Extract:
# # # # #

That said, some of the comments show that students are still having problems using the digital textbook. One parent notes that their middle school son does enjoy having a school computer and most of the learning that takes place with it; however, he’s disappointed the paper textbooks are going away because they’re easier to use. The parent writes:

The digital books are not that user friendly. Social studies and science, in particular are difficult to use to find specific information without turning each page one at a time (can’t search for a question or term easily). He doesn’t enjoy the digital version of these at all. They are frustrating to use for normal “answer the questions at the end of the chapter” assignments. He would much rather have a book.

This harkens back to an article I covered last month about some of the usability problems digital textbooks experience in a college environment. It’s not surprising that grade school students would have similar issues. Will more than 10% of the students need to use those paper textbooks? If so, it’s possible another solution might be needed.

Overall, this controversy feels like it has more to do with local school board politics in general than e-books in and of themselves. As they say about academic politics in general, it’s all the more cutthroat because so little is actually at stake. If it weren’t digital textbooks, there would be some other controversy over something else.

Nonetheless, this is instructive in showing other districts the kinds of things they’ll have to take into account when they come to replacing paper textbooks with digital versions themselves. Will they keep some paper copies around for convenience? If so, how many, and how will they be made available?

Sooner or later, every school district in the nation is going to have to face this question. The ones who haven’t yet should probably start paying attention and learning from the ones who have.

(Photo credit: al.com)


  1. Keep in mind that Huntsville is a high-tech center much like Silicon Valley, the NC Triangle, or Austin, Texas. The most powerful machine ever built, Saturn V rocket, was designed there and none ever failed. My sister lives there and the schools are excellent. Her husband worked on anti-missile systems there. It’s filled with scientist and engineers.

# # # # #

Material provided:
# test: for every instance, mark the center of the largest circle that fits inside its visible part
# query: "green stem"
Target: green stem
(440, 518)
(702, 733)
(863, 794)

# # # # #

Exercise set:
- A) Condense the paragraph of the digital textbooks text that begins "Overall, this controversy feels like," keeping its main facts.
- B) Reproduce the passage of the digital textbooks text starting at "That said, some" and ending at "have a book.".
The listing has no connection to the text on digital textbooks.

Replies:
- A) The controversy appears to stem more from local school board politics than from e-books themselves. As with academic politics, it is especially fierce because so little is at stake. Had digital textbooks not been the issue, another dispute would have arisen.

- B)
That said, some of the comments show that students are still having problems using the digital textbook. One parent notes that their middle school son does enjoy having a school computer and most of the learning that takes place with it; however, he’s disappointed the paper textbooks are going away because they’re easier to use. The parent writes:

The digital books are not that user friendly. Social studies and science, in particular are difficult to use to find specific information without turning each page one at a time (can’t search for a question or term easily). He doesn’t enjoy the digital version of these at all. They are frustrating to use for normal “answer the questions at the end of the chapter” assignments. He would much rather have a book.